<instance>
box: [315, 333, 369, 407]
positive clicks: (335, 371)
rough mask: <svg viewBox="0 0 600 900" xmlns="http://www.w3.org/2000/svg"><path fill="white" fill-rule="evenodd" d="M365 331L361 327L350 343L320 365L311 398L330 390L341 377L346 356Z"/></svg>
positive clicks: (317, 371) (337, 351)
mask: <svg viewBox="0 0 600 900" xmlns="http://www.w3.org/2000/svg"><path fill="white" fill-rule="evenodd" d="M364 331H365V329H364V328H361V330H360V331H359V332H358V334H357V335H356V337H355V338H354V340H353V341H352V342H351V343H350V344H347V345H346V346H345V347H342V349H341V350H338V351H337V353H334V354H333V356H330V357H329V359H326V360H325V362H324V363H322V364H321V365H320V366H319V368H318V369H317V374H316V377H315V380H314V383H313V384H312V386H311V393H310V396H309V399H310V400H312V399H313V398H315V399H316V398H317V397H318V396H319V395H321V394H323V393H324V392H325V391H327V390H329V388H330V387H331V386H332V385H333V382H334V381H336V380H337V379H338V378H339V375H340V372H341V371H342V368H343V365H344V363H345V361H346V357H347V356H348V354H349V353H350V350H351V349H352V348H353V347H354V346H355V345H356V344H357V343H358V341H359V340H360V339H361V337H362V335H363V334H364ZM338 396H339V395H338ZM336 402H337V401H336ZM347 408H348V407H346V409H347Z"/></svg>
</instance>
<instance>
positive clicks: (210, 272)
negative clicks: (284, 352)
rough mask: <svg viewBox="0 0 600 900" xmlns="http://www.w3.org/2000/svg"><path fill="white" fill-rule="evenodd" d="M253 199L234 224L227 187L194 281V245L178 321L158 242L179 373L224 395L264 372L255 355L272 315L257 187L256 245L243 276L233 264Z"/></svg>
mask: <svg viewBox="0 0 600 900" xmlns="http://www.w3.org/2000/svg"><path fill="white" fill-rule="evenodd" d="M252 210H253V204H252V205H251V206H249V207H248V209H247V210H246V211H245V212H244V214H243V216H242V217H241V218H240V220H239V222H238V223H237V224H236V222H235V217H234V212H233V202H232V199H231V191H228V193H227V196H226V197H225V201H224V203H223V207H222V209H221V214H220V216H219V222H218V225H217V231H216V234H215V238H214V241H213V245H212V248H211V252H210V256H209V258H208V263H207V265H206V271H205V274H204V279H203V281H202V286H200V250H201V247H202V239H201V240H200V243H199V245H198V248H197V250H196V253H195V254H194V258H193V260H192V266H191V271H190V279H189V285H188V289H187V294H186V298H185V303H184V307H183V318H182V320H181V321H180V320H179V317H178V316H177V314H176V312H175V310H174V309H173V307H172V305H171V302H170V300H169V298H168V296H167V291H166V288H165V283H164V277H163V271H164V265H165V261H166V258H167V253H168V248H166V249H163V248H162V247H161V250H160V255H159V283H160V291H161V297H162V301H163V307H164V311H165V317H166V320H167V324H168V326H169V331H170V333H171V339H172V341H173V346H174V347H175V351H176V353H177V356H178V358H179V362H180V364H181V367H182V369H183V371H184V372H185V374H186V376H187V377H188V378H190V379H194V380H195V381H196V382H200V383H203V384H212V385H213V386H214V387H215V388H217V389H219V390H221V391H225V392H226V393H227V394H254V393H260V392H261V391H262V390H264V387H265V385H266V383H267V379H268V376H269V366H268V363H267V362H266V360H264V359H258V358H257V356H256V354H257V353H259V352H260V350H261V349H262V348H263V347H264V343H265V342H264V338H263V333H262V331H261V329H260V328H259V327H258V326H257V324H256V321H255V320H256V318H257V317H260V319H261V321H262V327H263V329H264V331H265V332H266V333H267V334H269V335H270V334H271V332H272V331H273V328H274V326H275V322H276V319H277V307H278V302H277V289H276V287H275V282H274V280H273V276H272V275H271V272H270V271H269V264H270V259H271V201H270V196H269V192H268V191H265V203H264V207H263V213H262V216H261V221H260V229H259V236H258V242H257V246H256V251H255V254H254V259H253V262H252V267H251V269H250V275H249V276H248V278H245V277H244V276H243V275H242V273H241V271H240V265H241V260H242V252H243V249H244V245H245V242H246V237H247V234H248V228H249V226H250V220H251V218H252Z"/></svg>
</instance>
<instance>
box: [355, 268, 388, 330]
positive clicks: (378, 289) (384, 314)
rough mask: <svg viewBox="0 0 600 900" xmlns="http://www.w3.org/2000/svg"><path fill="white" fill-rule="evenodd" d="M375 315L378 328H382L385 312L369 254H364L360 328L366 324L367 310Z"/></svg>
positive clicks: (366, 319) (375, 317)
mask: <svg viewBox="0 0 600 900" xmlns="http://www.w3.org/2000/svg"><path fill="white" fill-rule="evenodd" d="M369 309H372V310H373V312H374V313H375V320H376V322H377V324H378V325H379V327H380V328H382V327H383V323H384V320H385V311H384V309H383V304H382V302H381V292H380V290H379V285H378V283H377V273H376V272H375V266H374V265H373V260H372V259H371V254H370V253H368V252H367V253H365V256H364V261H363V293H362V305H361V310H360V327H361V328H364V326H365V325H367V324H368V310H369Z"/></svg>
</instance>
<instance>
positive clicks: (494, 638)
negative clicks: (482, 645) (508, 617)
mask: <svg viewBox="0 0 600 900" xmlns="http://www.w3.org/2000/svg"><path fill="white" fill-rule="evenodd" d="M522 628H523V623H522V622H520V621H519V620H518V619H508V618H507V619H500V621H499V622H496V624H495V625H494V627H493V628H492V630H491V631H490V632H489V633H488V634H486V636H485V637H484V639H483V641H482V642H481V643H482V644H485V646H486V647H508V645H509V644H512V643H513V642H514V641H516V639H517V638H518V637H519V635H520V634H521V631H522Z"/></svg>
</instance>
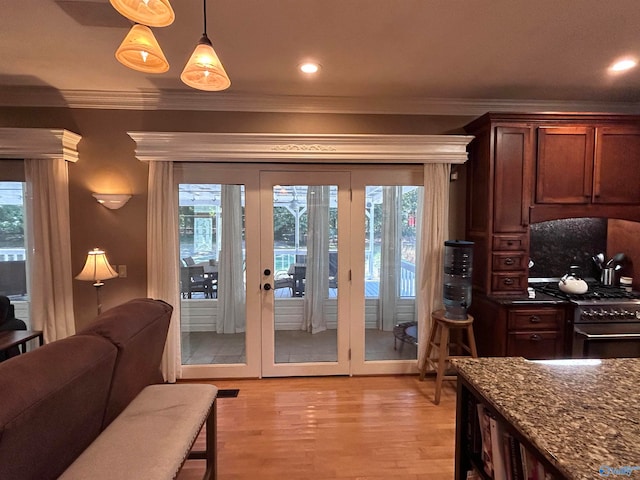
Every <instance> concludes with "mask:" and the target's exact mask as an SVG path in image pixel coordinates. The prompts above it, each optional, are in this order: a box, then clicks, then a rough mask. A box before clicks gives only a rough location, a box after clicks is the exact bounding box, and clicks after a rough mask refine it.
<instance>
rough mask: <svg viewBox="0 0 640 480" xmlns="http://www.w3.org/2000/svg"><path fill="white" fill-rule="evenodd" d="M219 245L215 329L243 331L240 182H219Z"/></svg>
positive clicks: (243, 276) (244, 313) (240, 201)
mask: <svg viewBox="0 0 640 480" xmlns="http://www.w3.org/2000/svg"><path fill="white" fill-rule="evenodd" d="M221 190H222V191H221V206H222V226H221V230H222V232H221V234H222V235H221V236H222V248H221V250H220V261H219V262H218V315H217V318H218V321H217V323H216V331H217V332H218V333H241V332H244V331H245V318H246V295H245V287H244V268H243V258H242V203H241V195H240V194H241V192H240V185H222V189H221Z"/></svg>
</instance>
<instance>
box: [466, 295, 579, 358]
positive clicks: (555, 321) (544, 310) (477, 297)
mask: <svg viewBox="0 0 640 480" xmlns="http://www.w3.org/2000/svg"><path fill="white" fill-rule="evenodd" d="M500 298H501V297H496V298H491V297H486V296H484V295H477V296H476V297H474V299H473V302H472V304H471V308H470V313H471V315H473V317H474V323H473V330H474V333H475V337H476V344H477V348H478V355H479V356H481V357H483V356H487V357H524V358H528V359H530V360H540V359H551V358H564V357H566V356H567V354H568V352H567V351H566V350H567V348H566V346H565V339H566V335H567V328H568V327H567V325H568V324H567V322H566V319H567V318H568V317H567V307H566V306H565V305H536V304H535V303H533V302H532V303H530V304H515V305H514V304H511V303H509V302H505V301H503V300H500Z"/></svg>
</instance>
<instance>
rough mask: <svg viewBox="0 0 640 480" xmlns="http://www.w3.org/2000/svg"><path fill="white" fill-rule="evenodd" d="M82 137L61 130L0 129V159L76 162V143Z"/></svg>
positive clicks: (50, 129)
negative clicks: (38, 160)
mask: <svg viewBox="0 0 640 480" xmlns="http://www.w3.org/2000/svg"><path fill="white" fill-rule="evenodd" d="M81 139H82V137H81V136H80V135H78V134H77V133H73V132H70V131H69V130H63V129H48V128H0V159H2V158H21V159H25V158H28V159H48V158H63V159H64V160H66V161H68V162H77V161H78V143H79V142H80V140H81Z"/></svg>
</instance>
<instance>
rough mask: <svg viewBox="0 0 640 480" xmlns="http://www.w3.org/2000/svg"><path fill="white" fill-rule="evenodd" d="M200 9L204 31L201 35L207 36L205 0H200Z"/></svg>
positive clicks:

::::::

WORK INSTRUCTIONS: Reproduce every line from the very first one through the line containing "positive clicks: (317, 371) (337, 351)", with both of those lines included.

REPLY:
<instance>
box: [315, 333, 369, 407]
positive clicks: (335, 371)
rough mask: <svg viewBox="0 0 600 900" xmlns="http://www.w3.org/2000/svg"><path fill="white" fill-rule="evenodd" d="M365 331L361 327L350 343L320 365L311 398L330 390L341 377L346 356Z"/></svg>
positive clicks: (317, 371) (337, 351)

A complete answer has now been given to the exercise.